The exercise: Rewrite the lines from the one with "Target: bush" through the last line, putting "Place a marker" wherever "Drop a pin" appears and changing nothing else. Give only those lines.

— BEGIN Extracted material —

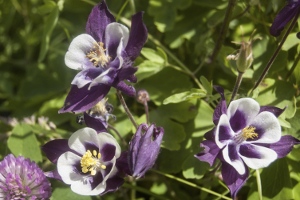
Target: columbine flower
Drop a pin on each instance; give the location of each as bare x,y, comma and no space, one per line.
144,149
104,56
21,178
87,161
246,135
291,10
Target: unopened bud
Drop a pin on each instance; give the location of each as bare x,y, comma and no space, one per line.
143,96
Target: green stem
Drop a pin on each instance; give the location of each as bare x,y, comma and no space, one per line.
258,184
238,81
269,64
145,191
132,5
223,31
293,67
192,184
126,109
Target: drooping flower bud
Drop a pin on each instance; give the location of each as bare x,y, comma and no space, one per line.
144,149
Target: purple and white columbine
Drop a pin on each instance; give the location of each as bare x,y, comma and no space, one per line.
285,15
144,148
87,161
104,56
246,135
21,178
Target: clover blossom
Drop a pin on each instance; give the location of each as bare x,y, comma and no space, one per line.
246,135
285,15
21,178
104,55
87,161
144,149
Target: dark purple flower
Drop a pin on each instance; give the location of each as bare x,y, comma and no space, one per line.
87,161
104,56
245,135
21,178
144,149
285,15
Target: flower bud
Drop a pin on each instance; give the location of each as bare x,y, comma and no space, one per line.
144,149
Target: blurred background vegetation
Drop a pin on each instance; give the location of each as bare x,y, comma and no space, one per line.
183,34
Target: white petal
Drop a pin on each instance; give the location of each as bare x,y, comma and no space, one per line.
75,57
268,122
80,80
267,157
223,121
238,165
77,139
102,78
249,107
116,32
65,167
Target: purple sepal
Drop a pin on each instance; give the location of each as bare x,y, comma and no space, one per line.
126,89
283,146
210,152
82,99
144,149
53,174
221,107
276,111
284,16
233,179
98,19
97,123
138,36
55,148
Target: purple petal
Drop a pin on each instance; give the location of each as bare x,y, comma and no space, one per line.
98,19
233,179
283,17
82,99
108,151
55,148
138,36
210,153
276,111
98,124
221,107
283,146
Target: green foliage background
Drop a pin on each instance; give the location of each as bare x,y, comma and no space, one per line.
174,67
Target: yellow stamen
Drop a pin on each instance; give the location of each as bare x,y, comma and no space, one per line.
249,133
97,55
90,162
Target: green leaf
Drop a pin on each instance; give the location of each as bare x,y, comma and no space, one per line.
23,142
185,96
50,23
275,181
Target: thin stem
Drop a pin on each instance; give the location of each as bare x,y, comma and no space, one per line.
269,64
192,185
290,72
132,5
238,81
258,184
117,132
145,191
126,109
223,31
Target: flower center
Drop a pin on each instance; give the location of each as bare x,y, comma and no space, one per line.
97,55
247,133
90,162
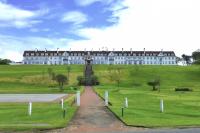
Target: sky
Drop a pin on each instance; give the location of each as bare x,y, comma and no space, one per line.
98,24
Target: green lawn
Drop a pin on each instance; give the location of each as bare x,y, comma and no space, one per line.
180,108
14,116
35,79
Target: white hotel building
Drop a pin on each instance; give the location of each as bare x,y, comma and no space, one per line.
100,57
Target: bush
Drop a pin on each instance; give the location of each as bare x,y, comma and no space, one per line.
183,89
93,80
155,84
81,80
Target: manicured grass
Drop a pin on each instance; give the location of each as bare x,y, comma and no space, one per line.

— END Extracted material —

Finished answer:
Target: bush
Place a marker on each instance; give the location of each as bare x,y, comma and no space, one per line.
183,89
93,80
155,84
81,80
Target: manicured grass
Place a marker on each instance; give the location of each as bare x,y, comma and no space, one per line.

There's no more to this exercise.